## start

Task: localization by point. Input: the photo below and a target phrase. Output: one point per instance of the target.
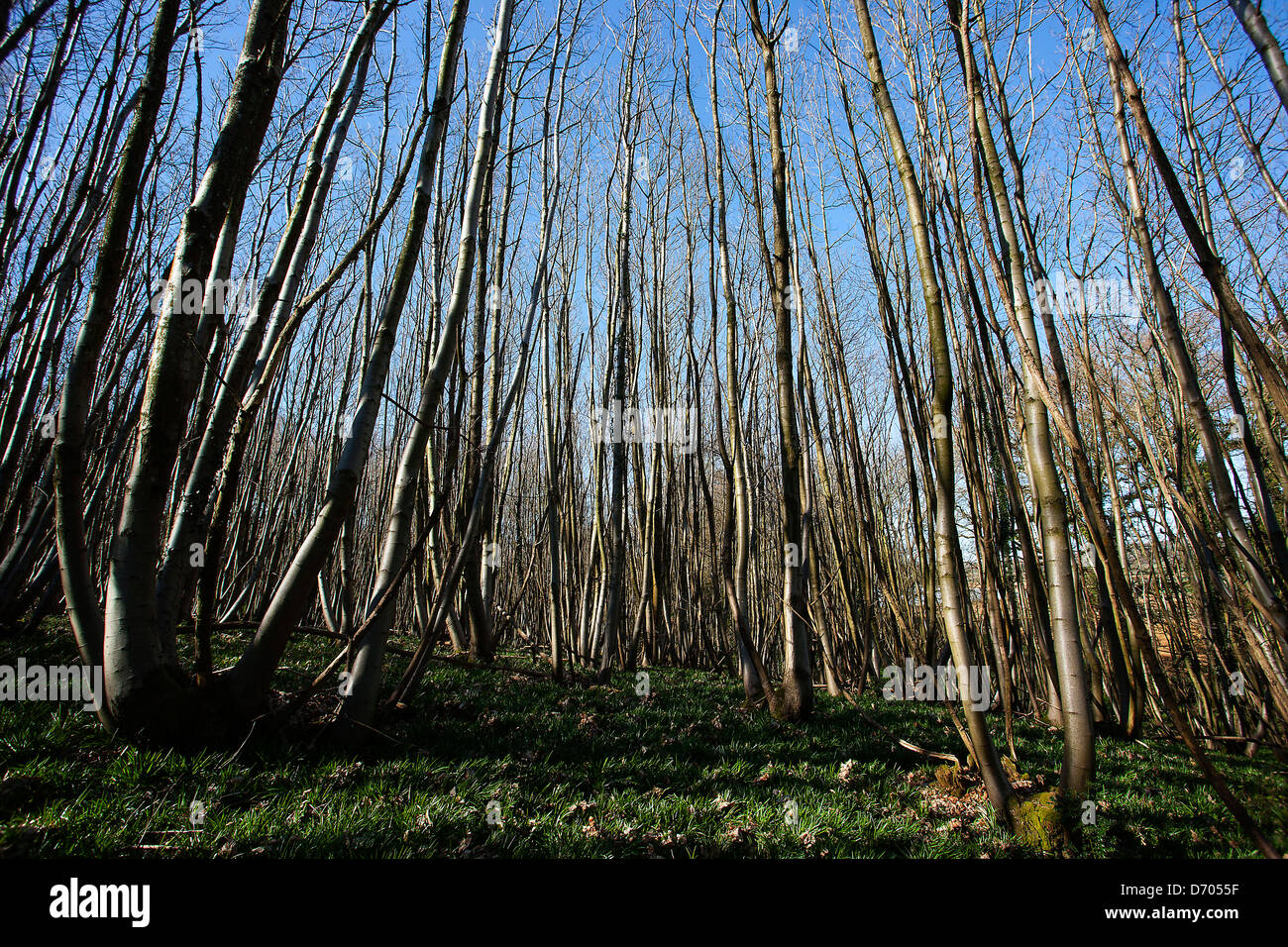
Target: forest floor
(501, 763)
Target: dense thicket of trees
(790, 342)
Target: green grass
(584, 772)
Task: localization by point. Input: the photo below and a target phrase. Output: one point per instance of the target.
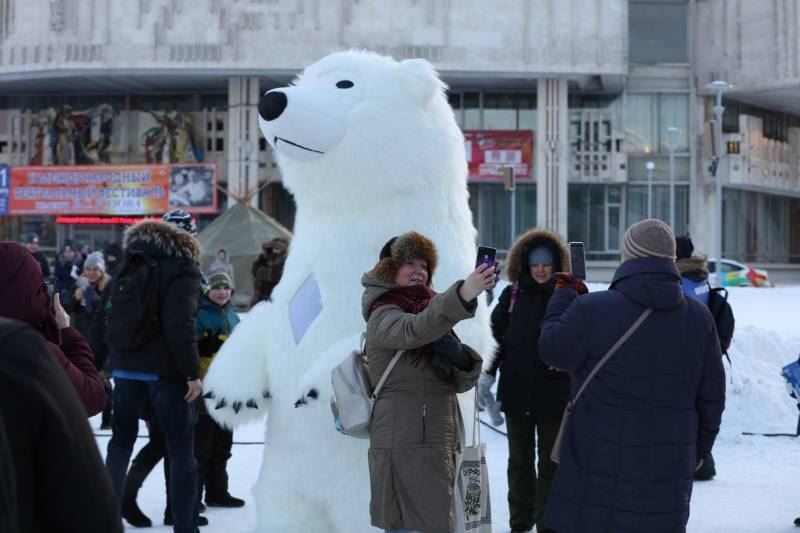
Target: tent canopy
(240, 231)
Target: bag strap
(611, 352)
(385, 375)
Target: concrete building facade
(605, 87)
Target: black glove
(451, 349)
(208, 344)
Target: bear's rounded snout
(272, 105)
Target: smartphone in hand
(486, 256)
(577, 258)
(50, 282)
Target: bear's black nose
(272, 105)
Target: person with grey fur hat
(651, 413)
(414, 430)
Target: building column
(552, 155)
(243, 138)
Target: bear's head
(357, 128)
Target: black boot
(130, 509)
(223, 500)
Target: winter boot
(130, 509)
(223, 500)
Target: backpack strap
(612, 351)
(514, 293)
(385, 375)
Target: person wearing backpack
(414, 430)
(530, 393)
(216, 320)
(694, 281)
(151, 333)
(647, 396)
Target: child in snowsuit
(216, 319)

## end

Task prompt:
Return all of the records above line for line, without any changes, and omit the pictures.

Complete answer:
Task: localization by point. Input: the photo below and a target phrase. Output: one point per instance of the target.
Target: forest floor
(501, 763)
Target: dense thicket of trees
(790, 342)
Target: green grass
(584, 772)
Task: localization by point. Input: the photo below and a target phrase. Output: one point per instance of the target.
Target: tent canopy
(240, 231)
Target: bag strap
(611, 352)
(385, 375)
Target: concrete building facade
(605, 87)
Target: black glove
(451, 349)
(208, 344)
Target: bear's rounded snout
(272, 105)
Target: smartphone in hand
(486, 256)
(577, 258)
(50, 282)
Target: bear's black nose
(272, 105)
Target: person with grey fur hat
(651, 413)
(414, 430)
Target: building column
(552, 155)
(243, 138)
Target: bear's head
(357, 128)
Target: black boot
(130, 509)
(223, 500)
Target: winter boot
(130, 509)
(223, 500)
Target: backpack strap
(612, 351)
(514, 293)
(385, 375)
Target: person wearing backpack
(414, 430)
(530, 393)
(216, 320)
(694, 281)
(151, 333)
(647, 396)
Target: child in snowsuit
(216, 319)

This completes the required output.